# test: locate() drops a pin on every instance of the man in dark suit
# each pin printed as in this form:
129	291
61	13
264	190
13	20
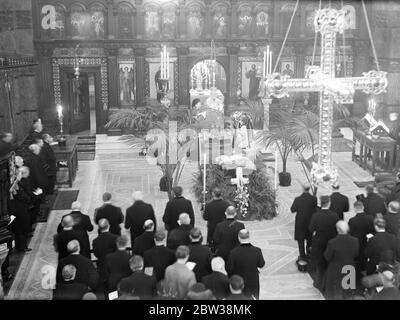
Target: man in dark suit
175	207
226	233
159	257
49	158
214	213
117	264
137	214
245	261
36	166
62	239
339	202
6	145
140	284
304	206
373	203
82	224
382	247
103	245
395	193
392	218
68	289
110	212
236	287
199	254
361	225
217	281
146	240
323	228
341	251
180	236
85	271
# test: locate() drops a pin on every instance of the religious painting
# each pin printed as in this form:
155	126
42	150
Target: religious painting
245	20
152	25
86	25
251	75
58	30
169	23
350	17
310	16
80	25
262	24
220	25
126	83
97	23
155	83
287	68
195	23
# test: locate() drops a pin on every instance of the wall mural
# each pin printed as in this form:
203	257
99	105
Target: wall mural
220	22
195	23
245	20
127	86
152	24
169	23
87	25
262	24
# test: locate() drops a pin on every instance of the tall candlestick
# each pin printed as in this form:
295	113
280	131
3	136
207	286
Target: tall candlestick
265	64
205	176
276	170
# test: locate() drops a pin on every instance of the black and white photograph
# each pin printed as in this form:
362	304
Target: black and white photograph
200	152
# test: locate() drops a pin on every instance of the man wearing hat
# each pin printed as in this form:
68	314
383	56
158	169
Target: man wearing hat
382	247
199	254
226	233
339	202
146	240
323	228
245	261
304	206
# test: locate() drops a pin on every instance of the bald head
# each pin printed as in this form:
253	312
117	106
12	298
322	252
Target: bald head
184	219
76	206
73	247
34	148
342	227
104	225
230	212
68	221
305	186
394	207
137	196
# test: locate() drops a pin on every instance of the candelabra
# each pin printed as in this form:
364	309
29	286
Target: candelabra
61	140
164	78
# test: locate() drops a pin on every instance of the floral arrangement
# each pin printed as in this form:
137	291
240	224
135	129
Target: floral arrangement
242	200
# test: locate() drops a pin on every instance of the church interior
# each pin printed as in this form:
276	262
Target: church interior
256	103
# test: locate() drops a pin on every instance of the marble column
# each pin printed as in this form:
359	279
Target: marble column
233	74
110	19
45	83
183	76
112	69
140	74
3	255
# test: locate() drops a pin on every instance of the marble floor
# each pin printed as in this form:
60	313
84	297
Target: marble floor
119	170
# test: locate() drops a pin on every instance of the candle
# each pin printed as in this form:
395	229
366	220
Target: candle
204	176
59	111
270	62
276	170
167	65
265	64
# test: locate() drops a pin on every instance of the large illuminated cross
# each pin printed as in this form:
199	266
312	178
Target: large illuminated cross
322	79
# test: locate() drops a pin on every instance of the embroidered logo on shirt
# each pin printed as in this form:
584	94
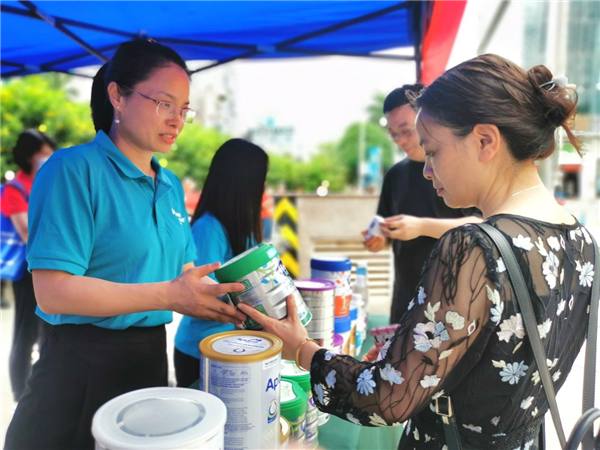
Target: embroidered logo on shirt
176	214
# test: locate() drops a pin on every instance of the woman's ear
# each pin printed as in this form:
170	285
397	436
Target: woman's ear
488	141
114	95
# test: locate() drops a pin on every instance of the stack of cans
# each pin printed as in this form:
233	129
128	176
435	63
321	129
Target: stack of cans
318	295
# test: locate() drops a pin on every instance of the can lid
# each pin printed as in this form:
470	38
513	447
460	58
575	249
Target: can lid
293	400
157	418
245	263
331	264
315	285
342	324
240	346
291	372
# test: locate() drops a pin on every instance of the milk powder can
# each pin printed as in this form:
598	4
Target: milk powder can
242	369
160	418
291	372
338	271
293	408
267	284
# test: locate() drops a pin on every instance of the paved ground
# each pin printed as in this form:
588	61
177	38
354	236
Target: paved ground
569	398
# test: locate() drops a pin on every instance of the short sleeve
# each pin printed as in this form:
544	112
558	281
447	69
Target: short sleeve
455	309
211	242
61	221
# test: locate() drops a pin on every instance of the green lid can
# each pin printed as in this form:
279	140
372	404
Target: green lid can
266	281
293	401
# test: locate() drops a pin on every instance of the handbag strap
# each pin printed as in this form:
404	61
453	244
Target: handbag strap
524	301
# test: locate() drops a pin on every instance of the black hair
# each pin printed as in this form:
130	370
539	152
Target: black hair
233	191
527	107
29	143
133	63
398	97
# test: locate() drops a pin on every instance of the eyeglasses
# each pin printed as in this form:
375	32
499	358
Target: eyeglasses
401	134
167	110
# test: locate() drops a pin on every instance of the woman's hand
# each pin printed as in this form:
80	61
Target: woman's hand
194	294
290	330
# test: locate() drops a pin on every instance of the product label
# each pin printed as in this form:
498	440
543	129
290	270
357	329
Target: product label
241	345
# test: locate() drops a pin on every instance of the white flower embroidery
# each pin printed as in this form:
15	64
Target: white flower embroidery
586	235
330	379
472	328
561	307
377	421
513	325
513	372
497	313
550	269
456	320
384	349
553	243
540	245
544	328
430	335
526	404
431	310
446	353
501	267
586	277
353	419
556	376
430	381
422	295
388	373
472	428
493	295
329	355
365	383
523	242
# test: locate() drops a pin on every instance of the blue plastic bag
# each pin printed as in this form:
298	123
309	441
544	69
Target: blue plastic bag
12	247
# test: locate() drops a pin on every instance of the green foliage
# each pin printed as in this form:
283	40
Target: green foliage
42	102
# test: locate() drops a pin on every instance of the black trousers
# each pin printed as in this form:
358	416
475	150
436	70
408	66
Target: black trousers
81	367
28	330
187	368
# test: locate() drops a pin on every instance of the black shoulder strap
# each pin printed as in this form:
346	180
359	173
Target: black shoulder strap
524	301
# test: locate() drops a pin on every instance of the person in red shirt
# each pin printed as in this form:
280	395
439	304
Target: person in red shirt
32	150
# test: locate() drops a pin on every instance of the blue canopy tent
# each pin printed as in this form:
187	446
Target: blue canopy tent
59	36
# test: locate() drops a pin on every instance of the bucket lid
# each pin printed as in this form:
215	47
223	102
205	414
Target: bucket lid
245	263
331	264
315	285
293	400
342	324
240	346
157	418
290	371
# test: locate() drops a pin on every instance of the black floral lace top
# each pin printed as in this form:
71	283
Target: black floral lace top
463	335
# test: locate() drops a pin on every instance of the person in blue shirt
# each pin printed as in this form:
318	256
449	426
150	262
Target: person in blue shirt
111	253
227	222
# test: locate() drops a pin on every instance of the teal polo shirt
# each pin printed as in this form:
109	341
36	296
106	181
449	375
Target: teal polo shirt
93	213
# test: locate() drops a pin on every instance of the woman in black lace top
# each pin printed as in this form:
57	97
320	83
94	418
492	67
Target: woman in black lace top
482	124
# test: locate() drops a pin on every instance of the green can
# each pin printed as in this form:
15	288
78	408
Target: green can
267	284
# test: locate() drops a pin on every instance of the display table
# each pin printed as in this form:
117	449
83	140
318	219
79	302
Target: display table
338	434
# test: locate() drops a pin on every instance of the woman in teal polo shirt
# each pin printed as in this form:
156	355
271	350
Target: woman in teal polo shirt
111	253
227	222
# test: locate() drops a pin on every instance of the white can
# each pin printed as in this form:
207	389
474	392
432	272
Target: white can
242	369
159	418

● ● ● ● ●

### To do
The listing above needs to be output again exactly. Don't include the pictures.

### Result of this exercise
# test: locate() drops a pin on every instance of the man in dark suit
# each pin printed as in this form:
129	291
61	13
264	190
13	20
Target: man in dark suit
175	207
226	233
159	257
49	158
214	213
117	264
137	214
245	261
36	166
62	239
339	202
6	145
140	284
304	206
373	203
82	224
382	247
103	245
395	193
392	218
68	289
110	212
236	287
199	254
361	225
217	281
146	240
323	228
341	251
180	236
85	271
# test: locate() drops a pin on every instance of the religious painting
# each pin printed as in this form:
155	126
42	150
Target: religious painting
245	20
152	25
86	25
251	75
58	30
169	23
350	17
310	16
80	25
262	24
220	25
126	83
97	23
155	83
287	68
195	23
# test: locate() drops a pin on every instance of the wall mural
# each pin printed as in this form:
203	257
99	105
Target: wall mural
220	22
195	23
245	20
127	86
152	24
169	23
87	25
262	24
# test: locate() drops a pin on every instance of the tall candlestick
# each pin printed as in this form:
295	113
280	131
3	136
207	286
Target: tall candlestick
265	64
205	176
276	170
# test: locate() drops a pin on every instance of the black and white photograph
# each pin printed as in this form:
362	304
Target: black and white photograph
200	152
# test: locate() drops a pin on every instance of the man wearing hat
# each pin printed as in this form:
68	314
383	56
158	169
Target: man wearing hat
382	247
199	254
226	233
339	202
146	240
323	228
245	261
304	206
# test: locate() drops a pin on every instance of the bald head
# each pin printed as in this form:
253	312
117	106
12	298
322	252
Target: bald head
184	219
76	206
73	247
34	148
342	227
104	225
230	212
68	221
305	186
394	207
137	196
# test: locate() drops a pin on every instance of the candelabra
# each pin printed as in this form:
364	309
29	286
Target: candelabra
61	140
164	78
# test: locate() drops a pin on every instance of the floral arrangement
# each pin printed as in this form:
137	291
240	224
135	129
Target: floral arrangement
242	200
# test: locate() drops a pin on every instance of the church interior
# each pin printed as in this form:
276	262
Target: church interior
256	103
# test: locate() drops a pin on every instance of the marble column
# each pin printed as in this form:
359	279
Target: marble column
233	74
110	19
45	83
183	76
112	69
140	74
3	255
# test: locate() drops a pin on every instance of the marble floor
# each pin printed as in this form:
60	313
84	297
Target: marble floor
119	170
# test: locate() drops a pin on every instance of the candle
# each pin printed as in this form:
395	229
366	220
Target: candle
204	176
59	111
270	62
276	170
167	65
265	64
# test: locate() drops a pin on every instance of the large illuminated cross
# each pin printed as in this form:
199	266
312	178
Target: large illuminated cross
322	79
# test: locate() drops a pin on every instance of the embroidered logo on shirt
# each pin printed as in this form:
584	94
Target: embroidered logo on shirt
176	214
# test: locate() drops a pin on every instance of the woman's ear
# each pin printed as in this form:
170	285
397	436
Target: woman's ear
488	141
114	95
# test: locate() drops a pin on every instance of the stack of cans
# each pin printed as in this form:
233	129
128	176
435	63
321	129
Target: stack of cans
318	295
# test: locate() drops a pin on every instance of the can lid
# each pin printed as in this form:
470	38
513	447
460	58
575	249
Target: can lid
293	400
157	418
245	263
331	264
315	285
342	324
240	346
291	372
# test: locate() drops a pin on every instance of the milk powder can
# each pin printed as in this form:
598	4
Target: milk powder can
242	369
160	418
291	372
338	271
293	408
267	284
# test: locate() drops a pin on every instance of the paved ground
# each pin printed as in this form:
588	61
177	38
354	236
Target: paved ground
569	398
# test: locate() drops a pin on every instance of the short sleeve
# each pin printed as in this form:
544	112
558	281
447	69
Target: short sleeve
455	309
211	242
61	221
# test: locate() drops a pin on every instance of the green lid can
# each pin printed as in this form:
279	140
372	404
Target: green lid can
266	281
293	401
# test: locate() drops a pin on every instance of the handbag strap
# each pin printed as in this form:
404	61
453	244
Target: handbag strap
524	301
# test: locate() drops a pin on every instance of the black hair
# each pin printed as in this form:
130	370
539	152
Target: black hair
233	191
527	107
29	143
133	63
398	97
# test: locate() drops a pin on every instance of the eyeglasses
# each pin printed as in this form:
375	32
499	358
Target: eyeglasses
401	134
167	110
# test: locate() drops a pin on every instance of the woman's hand
# each pin printed as in this form:
80	61
Target: woman's hand
194	294
290	330
# test: locate() drops a pin on every instance of the product label
# each pin printed as in this form:
498	440
543	129
290	270
357	329
Target: product label
241	345
# test: locate() drops a pin on every instance of the white flower embroidery
# each pin printed as in this form:
15	64
Target: white flower embroidery
586	235
330	379
472	328
561	307
377	421
513	325
513	372
497	313
550	269
456	320
384	349
553	243
540	245
544	328
430	335
526	404
431	310
446	353
501	267
586	277
353	419
556	376
430	381
422	295
388	373
472	428
493	295
329	355
365	383
523	242
# test: locate() drops a pin on every instance of the blue plastic bag
# each pin printed as in this form:
298	123
309	441
544	69
Target: blue plastic bag
12	247
# test: locate() drops a pin on every instance of the green foliage
# each pin printed as in this form:
283	40
Target: green foliage
42	102
# test: locate() drops a pin on every instance of the black trousers
# each pin printed as in this form:
358	416
475	150
436	70
408	66
Target: black trousers
81	367
28	330
187	368
# test: locate() drops a pin on every instance of the black shoulder strap
# each pin printed as in this form:
346	180
359	173
Target: black shoulder strap
524	301
# test: locate() drops a pin on every instance of the person in red shirt
# each pin printed as in this form:
280	395
439	304
Target: person in red shirt
32	150
# test: locate() drops a pin on every instance of the blue canopy tent
# each pin printed as in this form:
187	446
Target: blue canopy tent
59	36
# test: locate() drops a pin on every instance of the bucket lid
# each pin printed as in this form:
215	47
223	102
205	414
Target: bucket lid
245	263
331	264
315	285
293	400
342	324
240	346
157	418
290	371
# test: locate() drops a pin on every instance of the black floral lace top
# each pin printed as in this form:
71	283
Target: black floral lace top
463	335
# test: locate() drops a pin on every instance of the person in blue shirt
# each pin printed as in this form:
318	256
449	426
150	262
Target: person in blue shirt
111	253
227	222
# test: locate() drops a pin on every instance of the teal polo shirt
# each pin printed as in this form:
109	341
36	296
106	181
449	375
Target: teal polo shirt
93	213
# test: locate() drops a pin on every instance of the woman in black lace top
# each pin printed as in this form:
57	97
320	83
94	418
492	67
Target: woman in black lace top
482	124
# test: locate() drops a pin on every instance of the green can
# each pin printed as in this form:
15	288
78	408
Target: green can
267	284
# test: locate() drops a pin on every instance of the display table
# each pin printed as in this form:
117	449
83	140
318	219
79	302
Target: display table
338	434
# test: locate() drops a pin on every instance of the woman in teal polo shirt
# each pin printed as in this form:
156	355
271	350
Target: woman in teal polo shirt
111	253
227	222
# test: locate() drops a pin on every instance of the white can
# each pin printed as in this form:
207	389
474	392
432	272
Target: white can
242	369
159	418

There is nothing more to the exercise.